Object pointing records for photos:
=-=-=-=-=

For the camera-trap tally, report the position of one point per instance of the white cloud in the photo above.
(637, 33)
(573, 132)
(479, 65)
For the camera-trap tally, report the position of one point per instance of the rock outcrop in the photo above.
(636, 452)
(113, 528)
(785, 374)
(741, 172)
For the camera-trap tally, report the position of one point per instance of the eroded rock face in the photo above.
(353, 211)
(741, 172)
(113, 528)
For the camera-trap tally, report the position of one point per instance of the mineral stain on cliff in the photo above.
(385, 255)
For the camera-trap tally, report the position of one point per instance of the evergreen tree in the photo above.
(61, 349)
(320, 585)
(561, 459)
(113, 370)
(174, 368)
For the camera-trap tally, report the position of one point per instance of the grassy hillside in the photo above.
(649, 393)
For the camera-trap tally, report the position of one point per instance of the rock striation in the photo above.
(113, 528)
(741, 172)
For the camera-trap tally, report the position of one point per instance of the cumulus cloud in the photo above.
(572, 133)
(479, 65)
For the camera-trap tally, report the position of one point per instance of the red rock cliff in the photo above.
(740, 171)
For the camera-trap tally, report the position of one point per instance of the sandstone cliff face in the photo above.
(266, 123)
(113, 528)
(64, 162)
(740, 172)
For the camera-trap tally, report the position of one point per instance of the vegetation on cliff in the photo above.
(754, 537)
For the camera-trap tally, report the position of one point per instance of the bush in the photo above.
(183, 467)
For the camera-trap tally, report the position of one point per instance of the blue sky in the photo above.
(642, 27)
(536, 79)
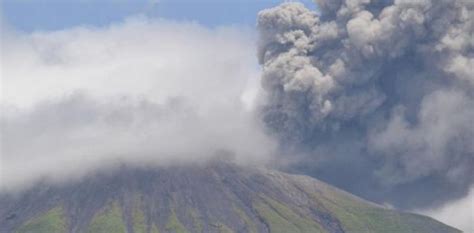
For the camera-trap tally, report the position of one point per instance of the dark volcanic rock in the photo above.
(217, 197)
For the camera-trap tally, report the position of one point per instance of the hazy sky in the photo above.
(86, 81)
(30, 15)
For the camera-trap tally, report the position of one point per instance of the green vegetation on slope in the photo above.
(108, 220)
(174, 225)
(281, 219)
(358, 217)
(52, 221)
(138, 217)
(154, 229)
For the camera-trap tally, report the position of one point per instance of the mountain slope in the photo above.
(217, 198)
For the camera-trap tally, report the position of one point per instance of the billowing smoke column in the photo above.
(378, 95)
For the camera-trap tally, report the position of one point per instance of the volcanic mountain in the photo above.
(216, 197)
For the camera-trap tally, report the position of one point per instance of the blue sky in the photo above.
(32, 15)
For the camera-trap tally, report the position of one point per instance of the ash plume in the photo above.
(377, 95)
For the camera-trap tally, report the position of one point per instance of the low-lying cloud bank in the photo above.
(139, 92)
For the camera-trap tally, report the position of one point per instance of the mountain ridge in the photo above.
(216, 197)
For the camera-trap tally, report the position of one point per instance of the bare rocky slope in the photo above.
(218, 197)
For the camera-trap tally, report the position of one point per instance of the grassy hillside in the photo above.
(215, 199)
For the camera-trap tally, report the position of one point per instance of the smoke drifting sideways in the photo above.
(142, 93)
(376, 97)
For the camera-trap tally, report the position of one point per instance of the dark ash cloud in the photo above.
(378, 95)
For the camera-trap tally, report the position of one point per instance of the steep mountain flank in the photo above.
(218, 197)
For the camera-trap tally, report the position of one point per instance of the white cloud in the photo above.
(143, 91)
(458, 213)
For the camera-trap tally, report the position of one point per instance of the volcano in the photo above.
(217, 197)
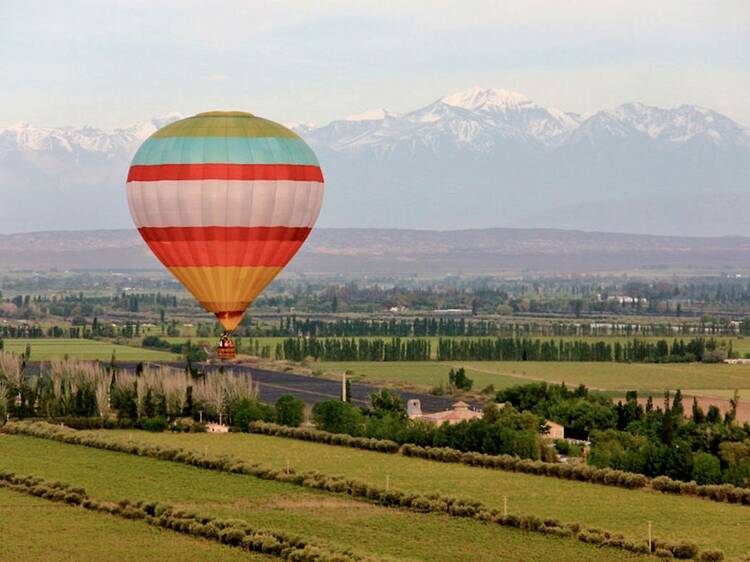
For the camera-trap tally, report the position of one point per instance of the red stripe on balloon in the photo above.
(224, 246)
(162, 172)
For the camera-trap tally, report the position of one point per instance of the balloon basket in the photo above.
(226, 349)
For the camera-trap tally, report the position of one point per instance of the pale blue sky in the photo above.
(110, 64)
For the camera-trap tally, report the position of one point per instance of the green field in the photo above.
(710, 524)
(597, 375)
(323, 517)
(50, 348)
(37, 529)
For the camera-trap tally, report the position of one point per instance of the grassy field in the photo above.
(607, 376)
(37, 529)
(45, 349)
(321, 516)
(710, 524)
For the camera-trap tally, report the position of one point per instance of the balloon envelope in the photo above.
(224, 200)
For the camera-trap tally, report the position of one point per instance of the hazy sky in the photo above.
(110, 64)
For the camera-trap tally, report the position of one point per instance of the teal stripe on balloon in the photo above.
(224, 150)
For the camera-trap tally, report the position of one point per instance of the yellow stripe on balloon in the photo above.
(225, 289)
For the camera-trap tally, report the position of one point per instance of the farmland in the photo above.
(597, 375)
(35, 529)
(626, 511)
(327, 518)
(50, 348)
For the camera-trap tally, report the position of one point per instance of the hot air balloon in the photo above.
(224, 200)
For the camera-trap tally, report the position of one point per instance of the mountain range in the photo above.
(479, 158)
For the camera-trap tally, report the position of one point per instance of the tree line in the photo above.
(345, 349)
(655, 441)
(292, 326)
(502, 349)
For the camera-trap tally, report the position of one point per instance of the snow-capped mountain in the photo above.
(482, 157)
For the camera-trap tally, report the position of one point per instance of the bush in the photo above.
(247, 410)
(336, 416)
(290, 411)
(185, 522)
(711, 556)
(155, 424)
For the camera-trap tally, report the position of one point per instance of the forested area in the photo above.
(648, 439)
(502, 349)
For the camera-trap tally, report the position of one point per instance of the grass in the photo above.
(320, 516)
(599, 375)
(37, 529)
(711, 524)
(50, 348)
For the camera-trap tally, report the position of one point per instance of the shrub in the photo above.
(248, 410)
(336, 416)
(711, 556)
(290, 411)
(155, 424)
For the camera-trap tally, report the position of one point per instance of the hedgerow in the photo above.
(578, 472)
(430, 503)
(232, 532)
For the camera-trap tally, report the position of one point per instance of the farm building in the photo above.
(460, 411)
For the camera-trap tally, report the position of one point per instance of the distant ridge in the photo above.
(475, 158)
(399, 252)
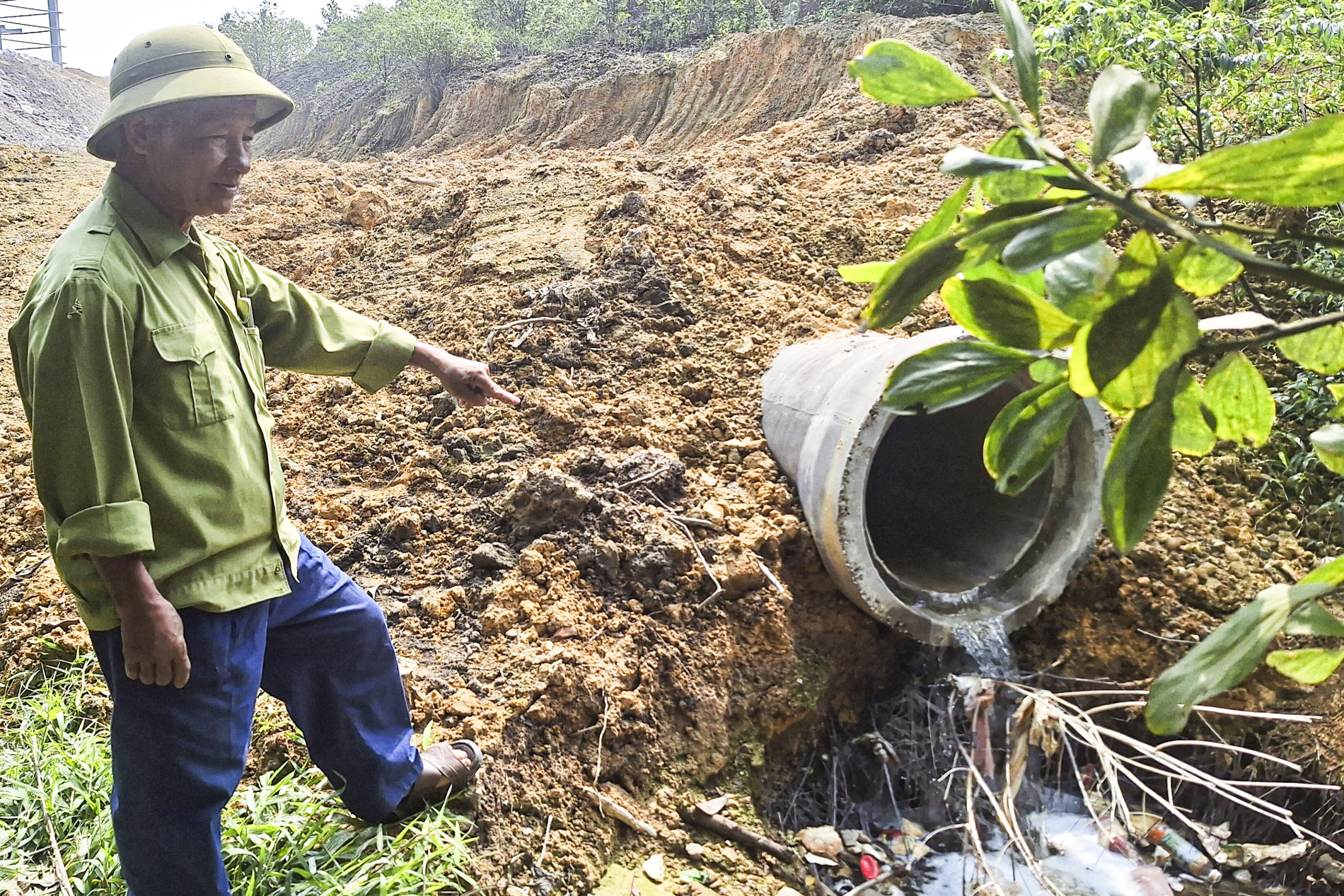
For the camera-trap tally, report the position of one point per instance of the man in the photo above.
(140, 355)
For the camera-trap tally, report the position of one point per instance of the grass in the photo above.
(284, 834)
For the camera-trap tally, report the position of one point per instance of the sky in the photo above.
(97, 30)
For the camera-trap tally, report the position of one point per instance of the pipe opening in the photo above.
(934, 521)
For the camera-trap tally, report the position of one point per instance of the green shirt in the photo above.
(140, 355)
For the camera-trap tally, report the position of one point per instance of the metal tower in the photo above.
(31, 27)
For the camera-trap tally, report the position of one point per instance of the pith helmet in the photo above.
(173, 65)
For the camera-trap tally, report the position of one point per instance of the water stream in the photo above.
(987, 642)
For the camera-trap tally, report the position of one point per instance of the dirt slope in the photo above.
(666, 103)
(45, 105)
(550, 573)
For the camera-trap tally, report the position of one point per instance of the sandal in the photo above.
(443, 775)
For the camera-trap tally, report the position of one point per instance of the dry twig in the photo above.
(57, 861)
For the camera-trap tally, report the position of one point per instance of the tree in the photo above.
(273, 42)
(1026, 269)
(331, 15)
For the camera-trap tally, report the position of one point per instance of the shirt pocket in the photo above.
(192, 388)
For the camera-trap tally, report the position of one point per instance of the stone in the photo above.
(369, 209)
(823, 842)
(492, 555)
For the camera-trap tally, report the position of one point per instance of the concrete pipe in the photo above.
(902, 511)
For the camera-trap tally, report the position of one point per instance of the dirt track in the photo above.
(581, 645)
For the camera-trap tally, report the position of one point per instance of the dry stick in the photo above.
(981, 857)
(643, 479)
(733, 830)
(705, 563)
(597, 766)
(546, 840)
(1217, 711)
(57, 861)
(1091, 733)
(606, 806)
(497, 331)
(1266, 757)
(779, 588)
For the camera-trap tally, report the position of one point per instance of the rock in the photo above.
(440, 605)
(633, 204)
(492, 555)
(655, 868)
(369, 209)
(823, 842)
(403, 525)
(546, 500)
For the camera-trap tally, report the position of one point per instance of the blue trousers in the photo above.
(179, 754)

=-=-=-=-=

Written exercise: Please quote every one of the items above word for word, leaving the pictures out of your answer.

Completed task:
For the camera-trap tally, report the position of one point per instance of the white cloud in the photo above.
(637, 33)
(573, 132)
(479, 65)
For the camera-trap tally, report the position of one point per instance of the rock outcrop in the photo above.
(636, 452)
(113, 528)
(785, 374)
(741, 172)
For the camera-trap tally, report the position of one point per instance of the eroded rock face in the photo above.
(353, 211)
(741, 172)
(113, 528)
For the camera-trap tally, report the position of one point per instance of the mineral stain on cliff in the photo above.
(385, 255)
For the camera-trap tally, report the position of one point per instance of the evergreen tree in the photo above.
(61, 349)
(320, 585)
(561, 459)
(113, 370)
(174, 368)
For the camera-trap tally, report the position of one point per instance of the grassy hillside in the photo above.
(649, 393)
For the camera-trap tally, report the position of one point per instance of the rock striation in the photo above.
(113, 528)
(741, 172)
For the camera-trap tally, report the position of one point per instance of the cumulus cloud in the photo above.
(572, 133)
(479, 65)
For the camera-trap tally, report the position of one point per instance of the red rock cliff in the photo above.
(740, 171)
For the camera-trap tally, report the position of one point per instance of the sandstone cliff face in the photo above.
(266, 123)
(113, 528)
(64, 162)
(740, 172)
For the camera-trap tally, report the position of one point per instance of the vegetation on cliff in the photo above.
(754, 537)
For the camera-trap tally, report the position of one point per instance of the bush in the photo above.
(183, 467)
For the camera-trap tally, report the position of one point per instance of the blue sky in the photo above.
(642, 27)
(536, 79)
For the camera-trap tally, report the position of one point per instance of the dark volcanic rock in the photo above.
(217, 197)
For the camera-trap tally, report the position of one point per instance of the hazy sky in the photo above.
(86, 81)
(30, 15)
For the camera-trap tally, report the position of one point per instance of the green vegetation on slope in the photo above.
(108, 220)
(174, 225)
(281, 219)
(358, 217)
(52, 221)
(138, 217)
(154, 229)
For the camera-trap tally, report the position of one point per instance of the mountain slope in the photo above.
(217, 198)
For the camera-trap tally, report the position of one point per instance of the billowing smoke column in the photo above.
(378, 95)
For the camera-trap tally, report the position of one point per instance of the volcanic mountain in the photo above.
(216, 197)
For the camera-trap tally, report the position of one point per instance of the blue sky in the photo above.
(32, 15)
For the camera-trap tally, report the position of one point per instance of the ash plume in the photo above.
(377, 95)
For the camera-trap tally, report the position of one point per instance of the low-lying cloud bank in the photo above.
(139, 92)
For the camera-trap tally, report the position of one point per instance of the mountain ridge in the photo above.
(216, 197)
For the camera-trap tally, report the position of one point per instance of the bare rocky slope in the photo above.
(218, 197)
For the camera-trap tally, report the position of one point per instance of the grassy hillside in the photo above.
(215, 199)
For the camera-trap tally, report the position of one point per instance of the smoke drifting sideways in the photo above.
(142, 93)
(376, 97)
For the camera-trap tally, report the position of one point per instance of the dark ash cloud in the photo above.
(378, 95)
For the camera-trap tally, report the position of one point per instance of the steep mountain flank in the photo above.
(218, 197)
For the camera-trap tally, report the position of one point per instance of the white cloud in the photo above.
(143, 91)
(458, 213)
For the camera-trap tally, report the position of one point per instance of the volcano in the photo above.
(217, 197)
For the camera-trap tally, report the position of one point per instance of the red stripe on balloon in the photo above.
(224, 246)
(162, 172)
For the camera-trap tally, report the position of one point per instance of the balloon basket in the photo above.
(226, 349)
For the camera-trap tally, report the position of one point per instance of the pale blue sky in the photo above.
(110, 64)
For the camera-trap tally, report the position of one point per instance of the green field in the photo above.
(710, 524)
(597, 375)
(323, 517)
(50, 348)
(37, 529)
For the camera-trap tally, report the position of one point per instance of the grassy field in the photo above.
(607, 376)
(37, 529)
(45, 349)
(321, 516)
(710, 524)
For the camera-trap tally, report the position of one point per instance of the balloon envelope in the photo above.
(224, 200)
For the camera-trap tally, report the position of one point per instance of the hazy sky in the photo above.
(110, 64)
For the camera-trap tally, report the position of one point per instance of the teal stripe on balloon in the photo above.
(224, 150)
For the camera-trap tally, report the position of one point per instance of the yellow stripe on balloon in the photo above.
(225, 289)
For the camera-trap tally, report the position of one point per instance of the farmland in the photo above.
(597, 375)
(35, 529)
(626, 511)
(327, 518)
(50, 348)
For the camera-trap tally, report the position of one point per instance of the hot air balloon in the photo above.
(224, 200)
For the camera-trap tally, report the position of one point per instance of the mountain range in the photo above.
(479, 158)
For the camera-trap tally, report the position of one point per instance of the tree line in the photo above.
(345, 349)
(655, 441)
(292, 326)
(502, 349)
For the camera-trap tally, report the position of one point per instance of the snow-capped mountain in the photo above.
(482, 157)
For the camera-trap tally, report the position of one point per instance of the bush in the photo above.
(247, 410)
(336, 416)
(290, 411)
(185, 522)
(711, 556)
(155, 424)
For the camera-trap tally, report the position of one point per instance of the forested area in the photo above.
(648, 439)
(502, 349)
For the camera-trap tally, report the position of one point per instance of the grass in the photo above.
(320, 516)
(599, 375)
(37, 529)
(711, 524)
(50, 348)
For the camera-trap tally, report the position of one point per instance of the shrub in the photo above.
(248, 410)
(336, 416)
(711, 556)
(290, 411)
(155, 424)
For the camera-trap tally, report the position of one point per instance of the hedgerow in the photo above.
(578, 472)
(430, 503)
(232, 532)
For the camera-trap tally, report the position of one point per instance of the farm building in the photo above.
(460, 411)
For the camera-trap tally, report the position of one point per instance of the distant ridge in the photo above.
(475, 158)
(399, 252)
For the camera-trap tally, report the position of one point per instance of the man in the photo above.
(140, 355)
For the camera-trap tally, report the position of one point per instance of the grass in the photo above.
(284, 834)
For the camera-trap tally, report the position of one point per instance of the sky in the photo above.
(97, 30)
For the camera-trap tally, report the position of one point per instance of the pipe opening in the photo above.
(934, 521)
For the camera-trap tally, report the position of one point per instance of the green shirt in the photo above.
(140, 355)
For the camera-trap tally, report the position of one point per instance of the metal tower in the photo above.
(31, 27)
For the camera-trap tally, report the position of one point per instance of the pith helmet in the photo above.
(173, 65)
For the camera-trap tally, report the position of one point per instance of the water stream in the photo above.
(987, 642)
For the camera-trap tally, report the position of one point per instance of the dirt slope in the photo above.
(666, 103)
(45, 105)
(550, 573)
For the camera-trap tally, report the position of one point per instance of the sandal in the photo above.
(443, 775)
For the camera-trap tally, report the position of one point per instance of the dry twig in the photo above.
(57, 861)
For the camera-trap tally, report the position of one point per instance of the tree in the photo above.
(273, 42)
(1026, 269)
(331, 15)
For the camera-trap tally, report the position of one point per instance of the shirt pocket in the photo above.
(192, 388)
For the camera-trap tally, report the position of one point per instance of the stone in the photo above.
(369, 209)
(823, 842)
(492, 555)
For the camera-trap tally, report the position of one point per instance of the concrete pipe in the photo above.
(902, 511)
For the camera-trap tally, report the position of one point per instance of the dirt track in the photo above.
(581, 645)
For the camera-trap tally, report the position of one point per instance of the dry stick in the photo above.
(981, 857)
(643, 479)
(733, 830)
(705, 563)
(597, 766)
(546, 840)
(1217, 711)
(57, 861)
(1091, 733)
(606, 806)
(497, 331)
(1266, 757)
(779, 588)
For the camera-trap tally, report the position of one point per instance of the rock in the photo above.
(440, 605)
(633, 204)
(492, 555)
(655, 868)
(369, 209)
(823, 842)
(403, 525)
(546, 500)
For the camera-trap tally, report the position of one point per instance of the blue trousers in the photo above.
(179, 754)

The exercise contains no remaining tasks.